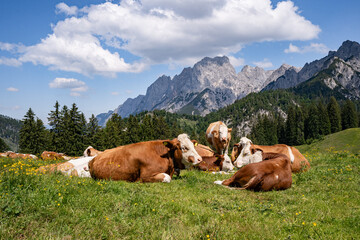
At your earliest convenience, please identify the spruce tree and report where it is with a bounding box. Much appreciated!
[341,99,358,130]
[285,105,297,145]
[141,114,155,141]
[48,101,61,152]
[327,97,341,133]
[102,113,128,149]
[19,108,46,154]
[304,104,320,140]
[0,138,10,152]
[317,101,331,136]
[85,114,102,149]
[126,115,142,143]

Problem to work on:
Copy out the lines above word for word, and leave out the pictures.

Correct response:
At your earliest convenience, please identify the spruce tree and report where it is with a bounding box. Much appreciated!
[341,99,358,130]
[285,105,297,145]
[141,114,155,141]
[48,101,61,152]
[327,97,341,133]
[102,113,128,149]
[19,108,46,154]
[304,104,320,140]
[0,138,10,152]
[317,101,331,136]
[85,114,102,149]
[126,115,142,143]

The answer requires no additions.